[START OF INFORMATION SHOWN]

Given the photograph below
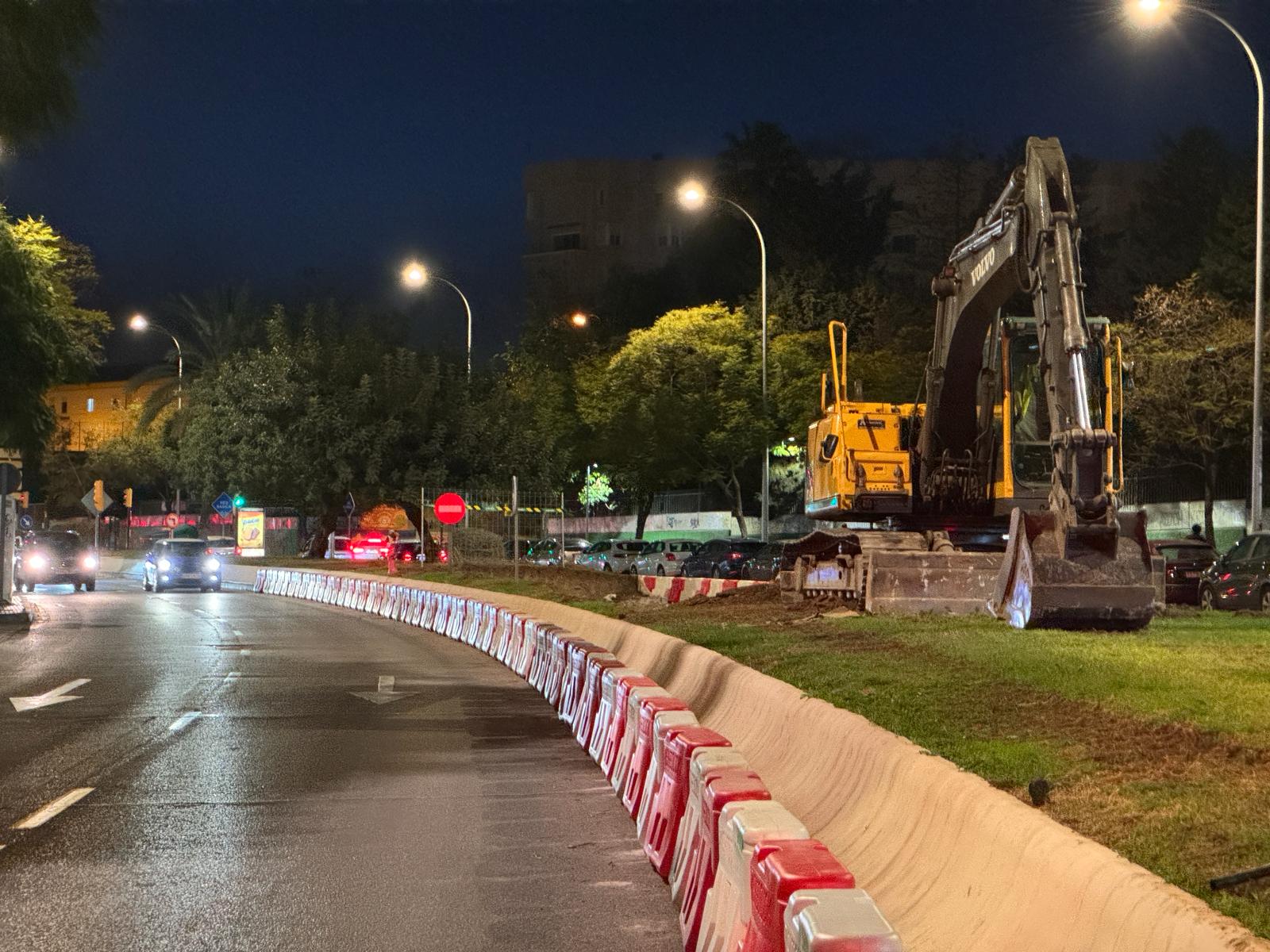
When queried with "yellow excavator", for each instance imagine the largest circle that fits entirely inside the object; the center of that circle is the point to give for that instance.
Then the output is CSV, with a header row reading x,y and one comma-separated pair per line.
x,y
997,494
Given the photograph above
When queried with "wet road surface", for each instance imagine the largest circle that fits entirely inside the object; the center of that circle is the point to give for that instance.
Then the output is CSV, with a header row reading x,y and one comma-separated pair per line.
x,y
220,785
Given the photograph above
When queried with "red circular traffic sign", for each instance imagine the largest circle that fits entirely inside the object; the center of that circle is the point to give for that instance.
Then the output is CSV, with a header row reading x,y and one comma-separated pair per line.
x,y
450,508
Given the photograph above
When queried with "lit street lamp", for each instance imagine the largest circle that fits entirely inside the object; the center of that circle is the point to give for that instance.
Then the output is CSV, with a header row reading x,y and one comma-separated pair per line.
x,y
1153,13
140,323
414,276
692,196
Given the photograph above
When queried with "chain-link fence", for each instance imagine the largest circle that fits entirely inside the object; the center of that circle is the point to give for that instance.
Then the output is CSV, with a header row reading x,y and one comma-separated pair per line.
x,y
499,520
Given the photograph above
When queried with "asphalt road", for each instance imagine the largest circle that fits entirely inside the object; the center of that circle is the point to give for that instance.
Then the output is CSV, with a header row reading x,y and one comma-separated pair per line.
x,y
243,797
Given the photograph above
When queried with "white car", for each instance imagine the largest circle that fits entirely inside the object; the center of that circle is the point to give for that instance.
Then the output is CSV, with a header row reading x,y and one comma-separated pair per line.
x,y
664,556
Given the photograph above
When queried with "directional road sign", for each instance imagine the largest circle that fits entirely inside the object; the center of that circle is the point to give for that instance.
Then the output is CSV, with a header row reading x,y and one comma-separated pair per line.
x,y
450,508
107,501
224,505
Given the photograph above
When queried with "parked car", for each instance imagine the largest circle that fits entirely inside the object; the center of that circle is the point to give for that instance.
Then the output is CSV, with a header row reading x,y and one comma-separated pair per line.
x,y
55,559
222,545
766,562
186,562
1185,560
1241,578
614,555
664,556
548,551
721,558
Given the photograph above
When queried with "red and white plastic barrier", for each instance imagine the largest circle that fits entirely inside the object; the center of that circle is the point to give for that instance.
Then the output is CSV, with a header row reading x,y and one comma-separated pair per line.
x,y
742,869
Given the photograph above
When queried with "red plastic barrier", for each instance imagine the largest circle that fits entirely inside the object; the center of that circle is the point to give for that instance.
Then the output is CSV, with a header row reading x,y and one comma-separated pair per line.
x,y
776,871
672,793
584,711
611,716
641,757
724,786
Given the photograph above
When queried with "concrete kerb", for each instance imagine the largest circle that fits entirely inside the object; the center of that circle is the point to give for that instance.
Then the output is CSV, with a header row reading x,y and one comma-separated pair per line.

[END OF INFORMATION SHOWN]

### GIVEN PROBLEM
Go back to the records above and write them out exactly, without the pictures.

### WRITTEN RESPONSE
Given the photograph below
When queried with "yellow excavator", for each instance imagine the largest circle that fits entirely inside the object; the center of that circle is the point to give for that instance.
Then the output is CSV, with a header row reading x,y and one comma-separated pair per line.
x,y
997,494
Given the photograph above
When queried with "wet road surface", for each instance imagine the largest circle that fits entirely inside the object; the center of that circle is the point to give for that instance.
Then the output is CSV, with a header row reading x,y and one comma-separated pair per line.
x,y
220,785
Given the photograph above
When queried with "red circular traffic sign", for each instance imagine the largest circle that fits entirely inside the object; the center of that circle is the point to give for that instance.
Then the output is CSV, with a header row reading x,y and one comma-separated pair per line.
x,y
450,508
Given the photograph above
When queried with "lit street lamp", for each instance imagine the largest circle that fits entirely inside the object; the center of that circle is the point to give for that instance.
Then the output is CSV, with a header row reading x,y and one comma-separated pair per line.
x,y
1153,13
140,323
414,276
692,196
Given the photograph above
When queried with "chain-link fence", for each instance imagine the largest circle that fits entirely inside the object; the center of that circle is the point to give for that instance.
Then the output is CSV, with a header row reading x,y and one comma-separated pair per line.
x,y
499,520
Given the photograph above
When queried with "asphalt road", for each instance imagine the largest circle that fits entirely inside the object; the center of that circle is the point to give for that instance.
Then the output is CSV, with a header row reading x,y and one comma-separated pair per line.
x,y
243,797
Given the photograph above
When queried with "white car", for each instance imagine the largest circle that fits entirely inside the object; the center of that circle is the point to give for that instance.
Then the output is CSV, with a header row reading x,y and one comma-separated pair per line.
x,y
664,556
Given the photograph above
When queried with "directional road sign", for each instance imagine the largest circle that fits entirely inside the object; the center of that circle is the point to give for that instance.
Then the output is CSV, with a header row reading x,y and one comma-separated pair per line.
x,y
450,508
107,501
224,505
Given the photograph above
When queried with "parked car", for each instance imagine the largest circle that fits entirely inside the object; the center of that circle is the point to give for that instance.
Then the output is CSV, with a header row reading x,y and one comma-separated pair per line.
x,y
55,559
222,545
766,562
186,562
1185,560
1241,578
614,555
664,556
548,551
721,558
Given the photograph above
When queried with "red and white plastic barrier", for each instance imagine the largest circle that fits entirely inside the object; the center of that circle is the point to give for that instance.
Then the output is CSV, with a header row reading x,y and one comma-separated pair per line.
x,y
742,869
Given the photograph above
When queried with "red plastic barrier", for each instance imagine the largest circle that fits entirely inside the object; the center of that circle is the point to give for that instance.
Then the output is CSV, with a header row reading x,y and one comma-separated pair per line.
x,y
776,871
672,793
584,711
611,716
641,757
724,786
Given the photograph above
When queried with "concrete kerb", for each instance imagine the largest circle that fits entirely inside the object; the center of that circle is the point to give for that instance.
Then the output is CSV, with a header row reading x,y and one comma-separated pair per line.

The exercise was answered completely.